___ RECORDS FOR THIS EXERCISE ___

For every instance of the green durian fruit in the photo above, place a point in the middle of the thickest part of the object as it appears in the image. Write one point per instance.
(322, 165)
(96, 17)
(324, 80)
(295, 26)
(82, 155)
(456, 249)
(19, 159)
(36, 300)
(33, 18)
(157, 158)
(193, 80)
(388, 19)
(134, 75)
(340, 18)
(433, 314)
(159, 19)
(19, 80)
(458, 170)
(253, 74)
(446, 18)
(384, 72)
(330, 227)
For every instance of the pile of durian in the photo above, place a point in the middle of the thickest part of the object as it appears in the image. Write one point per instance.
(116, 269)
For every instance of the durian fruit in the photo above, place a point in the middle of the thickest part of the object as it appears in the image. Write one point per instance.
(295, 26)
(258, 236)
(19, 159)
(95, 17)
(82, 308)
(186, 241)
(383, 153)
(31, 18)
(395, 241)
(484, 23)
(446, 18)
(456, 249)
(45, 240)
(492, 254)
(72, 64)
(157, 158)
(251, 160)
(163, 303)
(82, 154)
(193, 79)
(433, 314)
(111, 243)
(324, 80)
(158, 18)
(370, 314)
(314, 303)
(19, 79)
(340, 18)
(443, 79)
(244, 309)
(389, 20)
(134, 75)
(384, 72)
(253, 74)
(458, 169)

___

**TASK INSTRUCTIONS:** Reproduce the data shown above exactly, including every line.

**TASK RESULT:**
For every instance of the green durian fruit in the photo above, place a point in the middle of the thickest part of the object as it appears in the image. Write one point per instance.
(322, 165)
(96, 17)
(324, 80)
(295, 26)
(82, 155)
(456, 249)
(19, 159)
(36, 300)
(33, 18)
(157, 158)
(193, 80)
(388, 19)
(134, 75)
(340, 18)
(433, 314)
(159, 19)
(19, 80)
(458, 170)
(253, 74)
(446, 18)
(384, 72)
(330, 227)
For every instance of the pile of durian in the photo above, place a point in the middle of the thickest part of the object as it appears in the image. Write one point per instance.
(116, 269)
For every instance of the durian fruit in the photo above, place a point in the middle of the thickest part of the object as it appears in the image. Write one point per instance.
(295, 26)
(258, 236)
(19, 159)
(95, 17)
(82, 308)
(186, 241)
(383, 153)
(31, 18)
(395, 241)
(484, 23)
(446, 18)
(456, 249)
(45, 240)
(492, 254)
(72, 64)
(157, 158)
(251, 160)
(163, 303)
(82, 154)
(193, 79)
(433, 314)
(111, 243)
(324, 80)
(158, 18)
(370, 314)
(314, 303)
(19, 79)
(340, 18)
(443, 79)
(244, 309)
(389, 20)
(134, 75)
(384, 72)
(253, 74)
(458, 169)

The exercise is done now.